**Request:** Print all of the records below word for word, leaving out the pictures.

[Records taken from a collection]
▬▬▬
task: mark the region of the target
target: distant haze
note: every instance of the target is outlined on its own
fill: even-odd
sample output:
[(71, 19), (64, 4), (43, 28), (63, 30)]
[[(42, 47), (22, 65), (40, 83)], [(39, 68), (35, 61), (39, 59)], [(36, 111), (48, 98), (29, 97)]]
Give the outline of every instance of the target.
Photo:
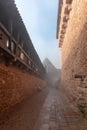
[(48, 57), (57, 68), (61, 68), (61, 51), (56, 39), (58, 0), (15, 2), (41, 61)]
[(48, 58), (45, 58), (43, 65), (47, 72), (47, 78), (52, 84), (56, 83), (61, 76), (61, 70), (57, 69)]

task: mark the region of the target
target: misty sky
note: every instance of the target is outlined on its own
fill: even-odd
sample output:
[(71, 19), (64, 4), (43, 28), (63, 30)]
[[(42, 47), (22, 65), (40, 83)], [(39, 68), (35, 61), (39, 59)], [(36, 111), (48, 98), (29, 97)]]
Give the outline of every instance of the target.
[(58, 0), (15, 1), (41, 61), (47, 57), (60, 68), (61, 50), (56, 39)]

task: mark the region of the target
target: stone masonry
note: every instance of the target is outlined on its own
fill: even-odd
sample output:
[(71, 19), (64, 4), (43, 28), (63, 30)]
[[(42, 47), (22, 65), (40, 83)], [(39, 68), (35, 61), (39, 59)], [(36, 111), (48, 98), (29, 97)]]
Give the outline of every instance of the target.
[(21, 102), (43, 85), (39, 77), (16, 66), (6, 66), (0, 59), (0, 112)]
[[(73, 0), (67, 24), (63, 23), (64, 0), (58, 30), (59, 46), (62, 48), (62, 87), (71, 105), (87, 114), (87, 1)], [(66, 25), (64, 35), (61, 30)], [(62, 39), (61, 39), (62, 38)]]

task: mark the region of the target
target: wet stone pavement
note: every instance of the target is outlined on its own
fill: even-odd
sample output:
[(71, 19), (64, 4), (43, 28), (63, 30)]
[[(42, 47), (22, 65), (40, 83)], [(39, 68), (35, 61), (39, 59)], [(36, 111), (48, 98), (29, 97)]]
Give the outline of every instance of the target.
[(55, 87), (35, 93), (3, 117), (0, 130), (87, 130), (87, 121)]

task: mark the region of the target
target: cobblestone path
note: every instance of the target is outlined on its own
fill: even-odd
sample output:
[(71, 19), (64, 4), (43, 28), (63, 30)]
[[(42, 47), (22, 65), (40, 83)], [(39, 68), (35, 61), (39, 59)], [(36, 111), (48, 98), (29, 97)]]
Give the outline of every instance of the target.
[(59, 89), (44, 88), (0, 118), (0, 130), (87, 130)]

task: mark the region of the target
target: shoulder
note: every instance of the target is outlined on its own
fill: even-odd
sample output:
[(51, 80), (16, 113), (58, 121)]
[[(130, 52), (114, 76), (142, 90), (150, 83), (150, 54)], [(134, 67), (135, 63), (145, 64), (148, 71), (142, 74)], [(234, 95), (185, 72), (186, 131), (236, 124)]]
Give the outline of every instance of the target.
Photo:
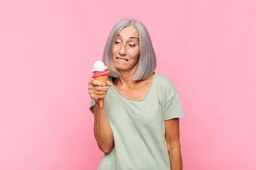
▬▬▬
**Response for this exercise:**
task: mark the region of the target
target: distant haze
note: every instance of the target is outlined on its own
fill: even-odd
sample output:
[(71, 19), (64, 4), (43, 28), (63, 30)]
[[(42, 47), (22, 65), (40, 83)], [(39, 68), (35, 61), (39, 59)], [(36, 111), (48, 98), (29, 97)]]
Give the outline of every instance of the target.
Photo:
[(48, 57), (57, 68), (61, 68), (61, 51), (56, 39), (58, 0), (15, 2), (41, 61)]
[(48, 58), (45, 58), (43, 65), (47, 72), (47, 78), (52, 84), (56, 83), (61, 76), (61, 70), (57, 69)]

task: mark the region of the target
target: misty sky
note: every instance of the target is outlined on its own
fill: even-odd
sample output:
[(71, 19), (64, 4), (43, 28), (63, 30)]
[[(42, 47), (22, 65), (40, 83)], [(39, 68), (35, 61), (39, 59)], [(36, 111), (48, 98), (29, 97)]]
Give the outline of every instance of the target.
[(58, 0), (15, 1), (41, 61), (47, 57), (60, 68), (61, 50), (56, 39)]

task: mark the region of the target
target: stone masonry
note: every instance of the target is outlined on its own
fill: even-odd
sample output:
[(71, 19), (64, 4), (43, 28), (63, 30)]
[[(42, 47), (22, 65), (40, 83)], [(39, 68), (35, 61), (39, 59)], [(36, 111), (48, 98), (29, 97)]]
Give the outline of every instance of the target.
[(21, 102), (43, 85), (39, 77), (16, 66), (6, 66), (0, 59), (0, 112)]
[[(73, 0), (67, 24), (63, 23), (64, 0), (58, 30), (59, 46), (62, 48), (62, 87), (71, 105), (87, 114), (87, 1)], [(66, 25), (64, 35), (61, 30)], [(62, 39), (61, 39), (62, 38)]]

task: mark the region of the target
target: wet stone pavement
note: every instance of the target is outlined on its own
fill: even-odd
sample output:
[(71, 19), (64, 4), (43, 28), (63, 30)]
[[(42, 47), (22, 65), (40, 83)], [(39, 68), (35, 61), (39, 59)], [(36, 111), (48, 98), (29, 97)]]
Give the outline of every instance of the target.
[(55, 87), (35, 93), (3, 117), (0, 130), (87, 130), (87, 121)]

task: mark the region of the target
target: cobblestone path
note: every instance of the target is outlined on its own
fill: even-odd
sample output:
[(71, 19), (64, 4), (43, 28), (63, 30)]
[[(42, 47), (22, 65), (40, 83)], [(39, 68), (35, 61), (39, 59)], [(36, 111), (48, 98), (29, 97)]]
Give the outline of every instance of the target.
[(59, 89), (44, 88), (0, 118), (0, 130), (87, 130)]

task: mark the region of the target
target: shoulder
note: every instance of the target is outlined on its own
fill: even-odd
sample output:
[(51, 80), (16, 113), (58, 121)]
[[(130, 52), (114, 76), (142, 90), (150, 83), (150, 54)], [(134, 67), (135, 63), (145, 64), (148, 71), (142, 74)], [(234, 95), (185, 72), (186, 131), (236, 124)]]
Give the outline of every instance of the target.
Photo:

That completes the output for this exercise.